Please format the items below as a CSV with two columns headed input and output, one row per item, putting each item's text and its answer in separate quoted fields and replacing line breaks with spaces. Leave the pictures out.

*Input for this task*.
============
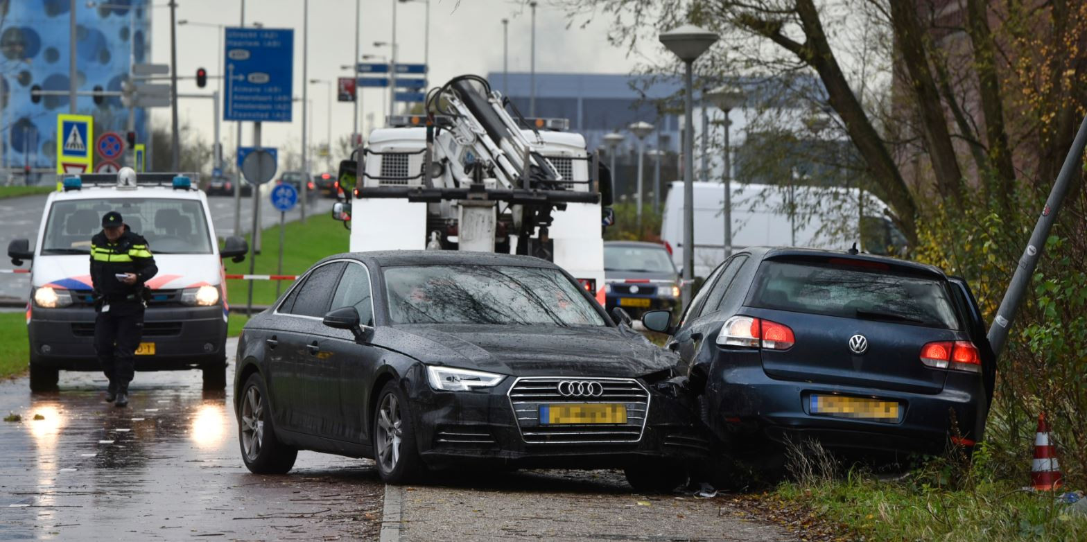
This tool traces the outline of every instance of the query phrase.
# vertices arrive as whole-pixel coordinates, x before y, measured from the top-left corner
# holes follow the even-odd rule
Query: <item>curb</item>
[[[399,486],[385,484],[385,507],[382,509],[379,542],[400,542],[400,512],[403,508]]]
============
*Solution*.
input,output
"This tool traces the outline of every instance of the query phrase. # vertices arrive as whole-pixel coordinates, x before y, measured from the top-left corner # holes follow the even-odd rule Query: <item>curb</item>","[[[399,486],[385,484],[385,507],[382,509],[379,542],[400,542],[400,512],[403,508]]]"